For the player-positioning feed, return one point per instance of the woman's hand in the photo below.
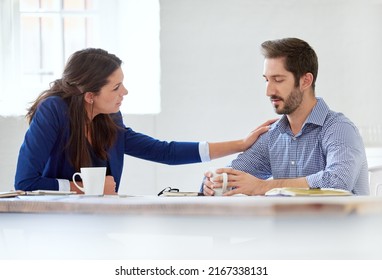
(109, 186)
(254, 134)
(222, 149)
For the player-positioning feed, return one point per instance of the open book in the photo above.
(307, 192)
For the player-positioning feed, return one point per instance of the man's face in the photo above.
(280, 86)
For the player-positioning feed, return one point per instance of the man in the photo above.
(310, 146)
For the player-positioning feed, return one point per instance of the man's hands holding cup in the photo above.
(229, 181)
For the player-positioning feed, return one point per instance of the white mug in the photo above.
(93, 180)
(223, 189)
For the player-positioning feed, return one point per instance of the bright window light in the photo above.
(38, 36)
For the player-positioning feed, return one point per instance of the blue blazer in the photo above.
(43, 159)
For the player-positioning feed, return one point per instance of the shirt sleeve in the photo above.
(204, 151)
(344, 158)
(146, 147)
(39, 141)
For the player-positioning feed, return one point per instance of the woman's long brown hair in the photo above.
(86, 71)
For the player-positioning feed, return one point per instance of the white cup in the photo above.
(224, 178)
(93, 180)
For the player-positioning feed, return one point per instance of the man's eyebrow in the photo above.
(274, 76)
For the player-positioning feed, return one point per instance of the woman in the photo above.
(77, 123)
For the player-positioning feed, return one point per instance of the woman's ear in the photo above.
(306, 81)
(88, 97)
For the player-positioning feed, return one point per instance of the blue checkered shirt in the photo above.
(328, 151)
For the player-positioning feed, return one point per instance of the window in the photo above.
(38, 36)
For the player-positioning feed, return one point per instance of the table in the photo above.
(148, 227)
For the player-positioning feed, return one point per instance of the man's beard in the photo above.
(291, 103)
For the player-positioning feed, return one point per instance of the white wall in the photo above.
(211, 76)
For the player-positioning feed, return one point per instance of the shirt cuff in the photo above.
(63, 185)
(204, 151)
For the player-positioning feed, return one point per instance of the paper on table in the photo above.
(307, 192)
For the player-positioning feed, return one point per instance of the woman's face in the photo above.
(110, 96)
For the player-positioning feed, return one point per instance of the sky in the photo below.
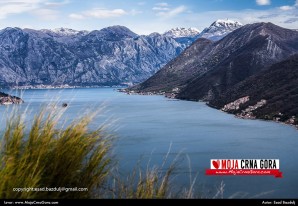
(143, 16)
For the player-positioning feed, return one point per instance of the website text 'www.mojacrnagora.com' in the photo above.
(50, 189)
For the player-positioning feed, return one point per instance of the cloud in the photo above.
(142, 3)
(291, 20)
(102, 13)
(160, 9)
(40, 8)
(8, 7)
(77, 16)
(286, 8)
(46, 14)
(163, 4)
(173, 12)
(56, 3)
(263, 2)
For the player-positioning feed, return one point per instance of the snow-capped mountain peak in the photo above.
(64, 31)
(226, 23)
(220, 29)
(182, 32)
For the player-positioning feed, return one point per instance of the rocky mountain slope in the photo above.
(219, 29)
(6, 99)
(277, 85)
(183, 35)
(207, 69)
(111, 56)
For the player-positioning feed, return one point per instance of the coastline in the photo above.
(173, 96)
(6, 99)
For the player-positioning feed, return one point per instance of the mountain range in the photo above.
(110, 56)
(233, 72)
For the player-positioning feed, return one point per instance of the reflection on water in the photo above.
(146, 126)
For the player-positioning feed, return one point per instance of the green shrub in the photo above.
(51, 157)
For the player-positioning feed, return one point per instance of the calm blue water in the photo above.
(146, 127)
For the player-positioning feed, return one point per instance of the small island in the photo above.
(6, 99)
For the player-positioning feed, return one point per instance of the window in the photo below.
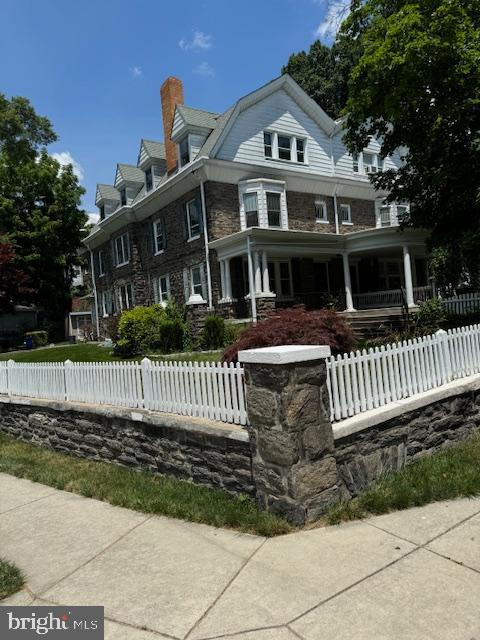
(158, 236)
(268, 144)
(250, 202)
(101, 265)
(321, 214)
(122, 250)
(184, 151)
(300, 150)
(161, 289)
(345, 214)
(193, 219)
(284, 148)
(196, 274)
(125, 296)
(273, 209)
(149, 179)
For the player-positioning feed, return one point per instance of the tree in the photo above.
(39, 205)
(14, 283)
(416, 87)
(324, 71)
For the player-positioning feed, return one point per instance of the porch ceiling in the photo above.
(311, 243)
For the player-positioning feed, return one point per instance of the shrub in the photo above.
(213, 333)
(295, 326)
(39, 338)
(430, 317)
(138, 329)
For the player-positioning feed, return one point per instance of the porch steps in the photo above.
(374, 323)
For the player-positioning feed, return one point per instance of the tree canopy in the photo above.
(416, 87)
(40, 213)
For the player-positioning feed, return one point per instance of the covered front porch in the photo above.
(261, 269)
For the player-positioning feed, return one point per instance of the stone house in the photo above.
(258, 207)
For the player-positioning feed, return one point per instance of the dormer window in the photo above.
(278, 146)
(184, 151)
(149, 179)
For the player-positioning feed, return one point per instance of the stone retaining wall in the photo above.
(190, 450)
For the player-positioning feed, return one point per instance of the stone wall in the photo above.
(363, 456)
(217, 457)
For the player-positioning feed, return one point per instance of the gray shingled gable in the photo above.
(154, 149)
(129, 173)
(197, 117)
(106, 192)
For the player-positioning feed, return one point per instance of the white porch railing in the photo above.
(205, 390)
(390, 298)
(463, 303)
(360, 381)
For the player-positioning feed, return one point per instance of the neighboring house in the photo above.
(258, 207)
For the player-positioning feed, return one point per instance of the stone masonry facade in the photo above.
(207, 457)
(222, 206)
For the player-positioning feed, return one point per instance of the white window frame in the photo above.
(160, 295)
(129, 296)
(293, 147)
(189, 226)
(125, 243)
(158, 222)
(321, 205)
(348, 220)
(101, 264)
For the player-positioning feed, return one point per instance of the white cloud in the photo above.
(199, 42)
(64, 158)
(204, 69)
(136, 72)
(336, 12)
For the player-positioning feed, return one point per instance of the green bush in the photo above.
(39, 338)
(138, 329)
(144, 330)
(430, 317)
(213, 333)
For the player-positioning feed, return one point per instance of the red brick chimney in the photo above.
(171, 94)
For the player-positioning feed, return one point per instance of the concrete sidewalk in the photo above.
(411, 575)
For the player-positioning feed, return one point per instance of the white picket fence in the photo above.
(205, 390)
(463, 303)
(364, 380)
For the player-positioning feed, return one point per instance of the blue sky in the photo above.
(94, 67)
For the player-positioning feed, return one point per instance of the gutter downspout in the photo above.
(205, 239)
(94, 286)
(251, 282)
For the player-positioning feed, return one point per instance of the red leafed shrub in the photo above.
(295, 326)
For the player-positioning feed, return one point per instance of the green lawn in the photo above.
(451, 473)
(11, 579)
(89, 352)
(141, 491)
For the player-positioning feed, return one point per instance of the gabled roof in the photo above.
(106, 192)
(129, 173)
(285, 82)
(154, 150)
(197, 117)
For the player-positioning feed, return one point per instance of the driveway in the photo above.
(411, 575)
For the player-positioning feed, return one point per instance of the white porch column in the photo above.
(228, 280)
(258, 275)
(222, 279)
(266, 279)
(407, 266)
(348, 283)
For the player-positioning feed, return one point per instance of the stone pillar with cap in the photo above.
(291, 435)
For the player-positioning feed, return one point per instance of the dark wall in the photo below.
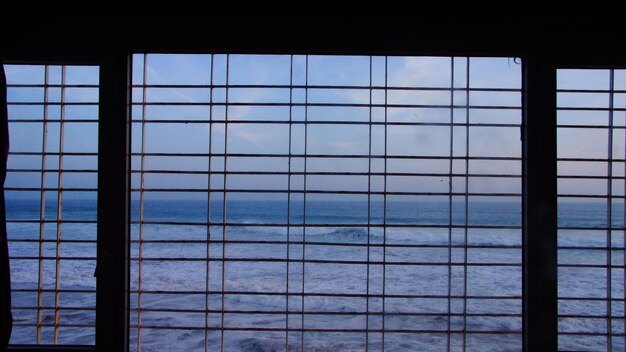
(576, 32)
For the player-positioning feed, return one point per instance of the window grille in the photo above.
(51, 202)
(591, 144)
(298, 202)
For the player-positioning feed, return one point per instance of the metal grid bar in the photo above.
(296, 253)
(51, 305)
(580, 328)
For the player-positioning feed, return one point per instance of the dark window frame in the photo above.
(112, 50)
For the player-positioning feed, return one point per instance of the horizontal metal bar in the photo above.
(321, 294)
(52, 258)
(54, 170)
(308, 191)
(590, 299)
(52, 153)
(325, 156)
(330, 105)
(330, 244)
(320, 173)
(360, 331)
(50, 221)
(53, 290)
(314, 225)
(329, 313)
(322, 122)
(592, 127)
(55, 308)
(593, 196)
(591, 266)
(50, 241)
(320, 261)
(53, 348)
(55, 325)
(51, 85)
(65, 121)
(65, 103)
(604, 91)
(337, 87)
(50, 189)
(587, 333)
(567, 108)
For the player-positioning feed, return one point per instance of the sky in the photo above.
(328, 71)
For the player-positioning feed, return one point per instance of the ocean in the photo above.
(336, 279)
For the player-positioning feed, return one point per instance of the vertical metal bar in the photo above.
(42, 202)
(369, 214)
(289, 204)
(385, 209)
(306, 120)
(224, 201)
(466, 198)
(539, 212)
(57, 286)
(141, 199)
(450, 182)
(208, 229)
(609, 216)
(114, 131)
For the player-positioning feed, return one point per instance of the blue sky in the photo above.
(351, 71)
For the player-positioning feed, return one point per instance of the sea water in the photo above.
(416, 260)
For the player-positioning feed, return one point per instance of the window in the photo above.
(591, 144)
(51, 191)
(325, 202)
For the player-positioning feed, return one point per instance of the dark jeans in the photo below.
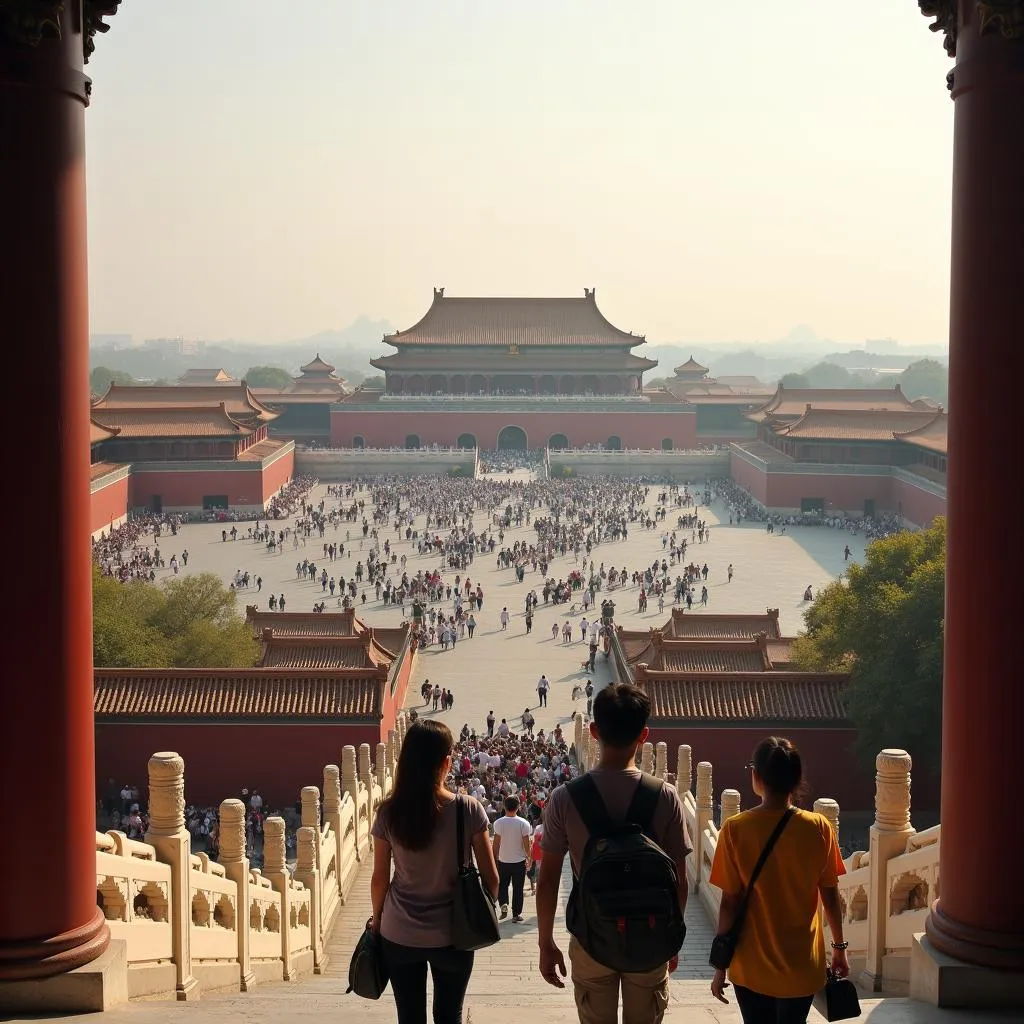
(450, 969)
(516, 873)
(758, 1009)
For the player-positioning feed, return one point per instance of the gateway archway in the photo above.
(512, 437)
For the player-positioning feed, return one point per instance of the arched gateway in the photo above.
(512, 437)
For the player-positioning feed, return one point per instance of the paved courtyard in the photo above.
(498, 670)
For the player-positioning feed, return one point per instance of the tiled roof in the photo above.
(231, 693)
(216, 375)
(788, 697)
(505, 322)
(167, 421)
(97, 432)
(704, 626)
(933, 435)
(791, 403)
(304, 624)
(261, 450)
(855, 424)
(241, 403)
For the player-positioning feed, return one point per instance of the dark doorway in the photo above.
(512, 437)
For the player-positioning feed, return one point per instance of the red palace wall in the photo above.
(916, 505)
(278, 474)
(750, 477)
(637, 430)
(221, 759)
(185, 488)
(109, 504)
(830, 766)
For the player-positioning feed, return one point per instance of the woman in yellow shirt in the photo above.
(779, 960)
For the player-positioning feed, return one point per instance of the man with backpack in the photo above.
(627, 842)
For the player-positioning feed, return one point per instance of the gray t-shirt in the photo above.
(564, 830)
(418, 907)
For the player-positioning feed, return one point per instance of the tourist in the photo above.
(415, 833)
(621, 714)
(779, 962)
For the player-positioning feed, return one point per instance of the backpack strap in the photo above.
(589, 805)
(644, 803)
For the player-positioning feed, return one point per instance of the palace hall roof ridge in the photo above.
(512, 321)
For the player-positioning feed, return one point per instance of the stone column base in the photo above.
(942, 981)
(99, 985)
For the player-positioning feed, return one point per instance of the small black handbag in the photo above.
(838, 1000)
(367, 972)
(724, 946)
(474, 921)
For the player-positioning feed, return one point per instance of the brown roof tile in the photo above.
(231, 693)
(786, 697)
(507, 322)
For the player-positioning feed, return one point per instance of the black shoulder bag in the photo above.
(474, 922)
(724, 946)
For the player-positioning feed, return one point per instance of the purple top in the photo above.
(418, 906)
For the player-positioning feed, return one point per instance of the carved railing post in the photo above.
(706, 813)
(350, 784)
(275, 870)
(829, 809)
(306, 872)
(730, 805)
(232, 858)
(888, 839)
(172, 843)
(381, 769)
(684, 770)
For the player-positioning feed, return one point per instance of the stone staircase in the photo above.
(505, 987)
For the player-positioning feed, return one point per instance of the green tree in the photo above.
(884, 624)
(101, 377)
(828, 375)
(268, 377)
(926, 378)
(189, 622)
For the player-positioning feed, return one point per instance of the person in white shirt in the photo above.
(511, 846)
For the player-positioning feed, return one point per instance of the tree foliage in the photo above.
(926, 378)
(884, 624)
(188, 622)
(268, 377)
(101, 377)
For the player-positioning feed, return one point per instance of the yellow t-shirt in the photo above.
(781, 949)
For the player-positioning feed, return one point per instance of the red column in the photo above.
(977, 919)
(49, 922)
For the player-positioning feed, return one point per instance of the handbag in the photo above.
(367, 971)
(838, 1000)
(724, 946)
(474, 920)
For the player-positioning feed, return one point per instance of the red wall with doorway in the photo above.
(109, 504)
(387, 429)
(223, 759)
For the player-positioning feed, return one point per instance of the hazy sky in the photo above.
(263, 170)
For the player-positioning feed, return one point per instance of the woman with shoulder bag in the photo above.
(416, 830)
(777, 947)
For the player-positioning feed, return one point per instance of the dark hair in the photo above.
(779, 767)
(621, 713)
(414, 807)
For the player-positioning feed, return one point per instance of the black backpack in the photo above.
(624, 908)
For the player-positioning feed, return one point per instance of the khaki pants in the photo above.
(645, 996)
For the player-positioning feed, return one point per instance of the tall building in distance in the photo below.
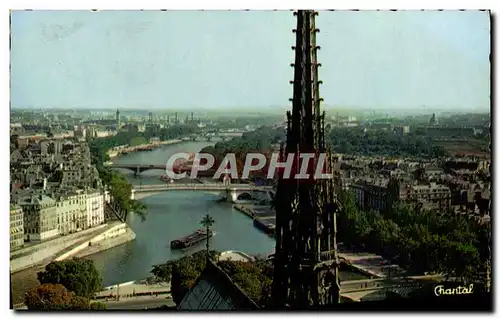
(118, 122)
(305, 260)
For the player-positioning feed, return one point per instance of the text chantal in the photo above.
(440, 290)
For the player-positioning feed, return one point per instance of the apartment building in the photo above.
(95, 208)
(16, 227)
(39, 217)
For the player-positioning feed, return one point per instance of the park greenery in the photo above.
(417, 239)
(382, 142)
(66, 285)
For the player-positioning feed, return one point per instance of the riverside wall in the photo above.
(115, 236)
(38, 253)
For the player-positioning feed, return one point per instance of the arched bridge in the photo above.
(139, 168)
(232, 192)
(374, 289)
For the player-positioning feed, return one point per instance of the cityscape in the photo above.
(98, 220)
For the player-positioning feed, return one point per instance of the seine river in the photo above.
(170, 215)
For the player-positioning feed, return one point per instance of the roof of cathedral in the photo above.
(214, 290)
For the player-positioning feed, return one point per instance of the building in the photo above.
(67, 209)
(372, 194)
(95, 208)
(39, 217)
(432, 196)
(16, 227)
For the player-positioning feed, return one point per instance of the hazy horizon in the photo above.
(406, 60)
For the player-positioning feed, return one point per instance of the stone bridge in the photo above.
(232, 192)
(375, 289)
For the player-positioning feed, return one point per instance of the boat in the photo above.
(187, 241)
(166, 179)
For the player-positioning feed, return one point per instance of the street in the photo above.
(139, 303)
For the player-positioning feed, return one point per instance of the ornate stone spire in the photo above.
(305, 261)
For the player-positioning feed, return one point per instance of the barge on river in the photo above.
(191, 239)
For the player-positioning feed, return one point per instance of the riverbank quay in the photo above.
(133, 289)
(117, 234)
(63, 247)
(143, 147)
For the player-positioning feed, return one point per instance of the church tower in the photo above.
(305, 260)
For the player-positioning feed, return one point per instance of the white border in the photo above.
(189, 4)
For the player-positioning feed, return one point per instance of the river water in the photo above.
(170, 215)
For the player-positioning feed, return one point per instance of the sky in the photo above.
(241, 59)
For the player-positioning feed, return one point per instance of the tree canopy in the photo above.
(381, 142)
(53, 297)
(77, 275)
(419, 240)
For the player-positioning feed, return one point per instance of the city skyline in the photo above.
(379, 60)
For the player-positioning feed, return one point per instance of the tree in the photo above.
(208, 221)
(77, 275)
(48, 297)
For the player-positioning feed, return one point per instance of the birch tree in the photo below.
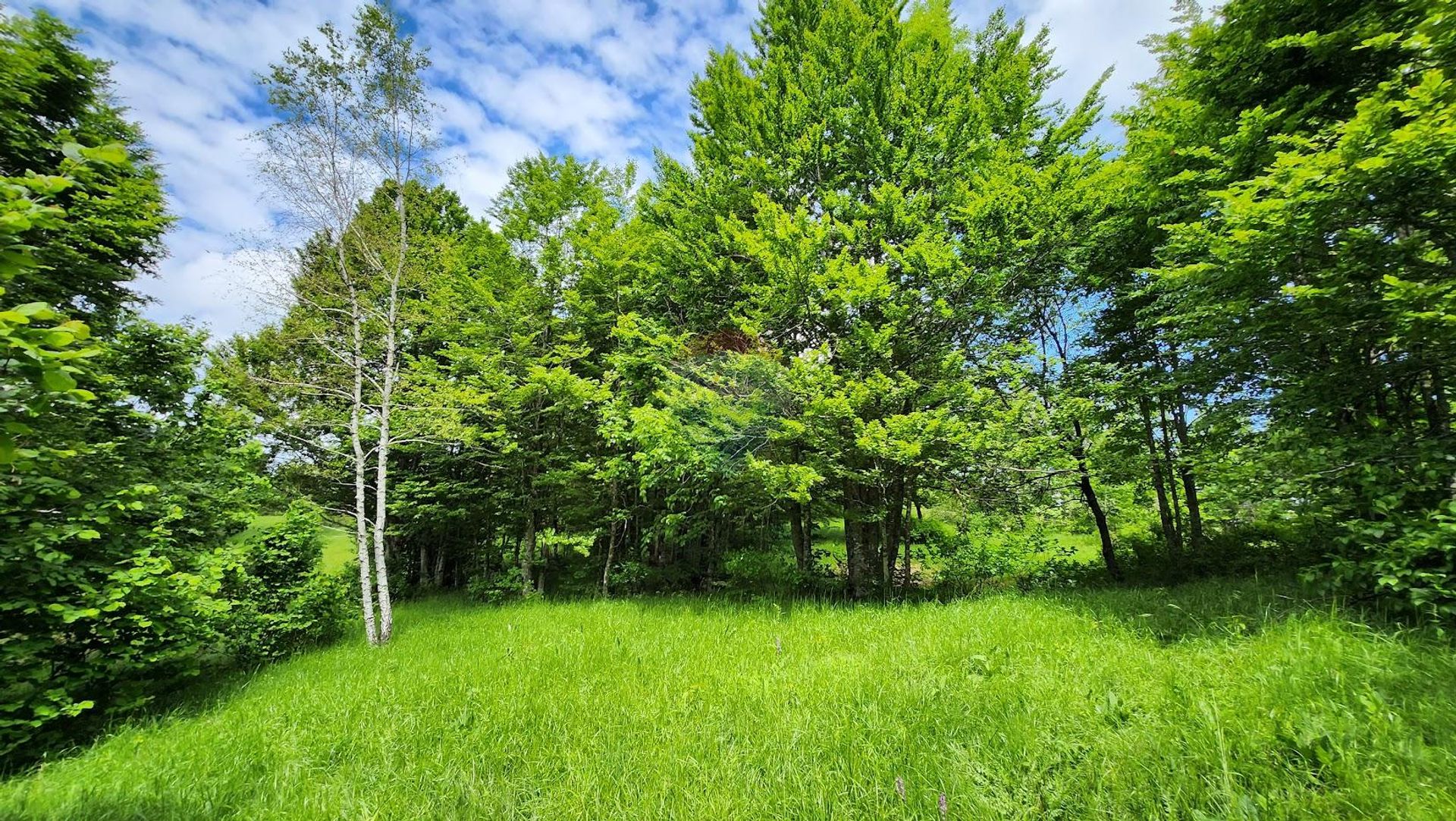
(353, 117)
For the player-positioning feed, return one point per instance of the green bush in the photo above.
(762, 572)
(281, 600)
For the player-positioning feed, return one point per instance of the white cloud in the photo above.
(606, 79)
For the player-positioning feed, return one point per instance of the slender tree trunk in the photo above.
(894, 520)
(905, 578)
(1165, 516)
(356, 440)
(1090, 497)
(1188, 482)
(529, 553)
(386, 613)
(801, 549)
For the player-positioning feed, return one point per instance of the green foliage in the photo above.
(280, 597)
(1298, 160)
(1209, 700)
(53, 101)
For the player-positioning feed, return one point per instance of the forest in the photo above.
(921, 445)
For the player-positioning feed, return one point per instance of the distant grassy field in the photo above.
(338, 543)
(1210, 700)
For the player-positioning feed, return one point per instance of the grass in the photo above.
(338, 543)
(1209, 700)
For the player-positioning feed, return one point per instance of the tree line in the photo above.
(894, 277)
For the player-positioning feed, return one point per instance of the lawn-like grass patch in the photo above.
(1210, 700)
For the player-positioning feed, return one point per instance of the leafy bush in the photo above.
(1405, 558)
(280, 597)
(764, 572)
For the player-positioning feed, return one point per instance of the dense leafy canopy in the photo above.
(896, 288)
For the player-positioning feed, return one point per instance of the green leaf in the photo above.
(57, 382)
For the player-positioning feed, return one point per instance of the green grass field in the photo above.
(1210, 700)
(338, 543)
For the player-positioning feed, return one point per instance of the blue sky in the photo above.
(604, 79)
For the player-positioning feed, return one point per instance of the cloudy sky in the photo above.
(604, 79)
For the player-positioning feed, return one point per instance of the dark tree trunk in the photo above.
(529, 553)
(1155, 466)
(894, 523)
(1185, 473)
(801, 546)
(1090, 497)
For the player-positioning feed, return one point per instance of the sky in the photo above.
(603, 79)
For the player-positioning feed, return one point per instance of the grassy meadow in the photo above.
(338, 543)
(1207, 700)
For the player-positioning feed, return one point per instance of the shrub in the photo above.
(280, 597)
(764, 572)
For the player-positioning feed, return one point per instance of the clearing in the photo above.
(1209, 700)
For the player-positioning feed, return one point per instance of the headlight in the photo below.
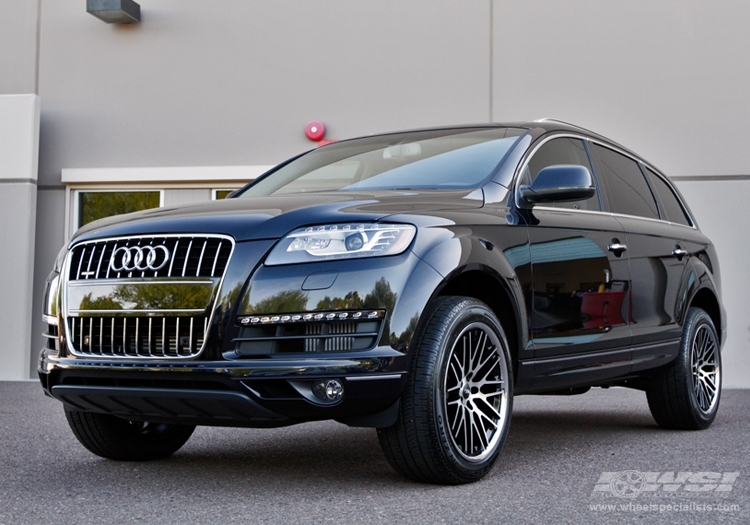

——————

■ Aim:
Find every line in the material above that contains the word "brown" and copy each of those lines in full.

■ Task response:
For the player-positioning feed, return one point per instance of the woman's long brown hair in the photo above.
For the player-positioning feed, return one point per instance of the brown roof tile in the photo above.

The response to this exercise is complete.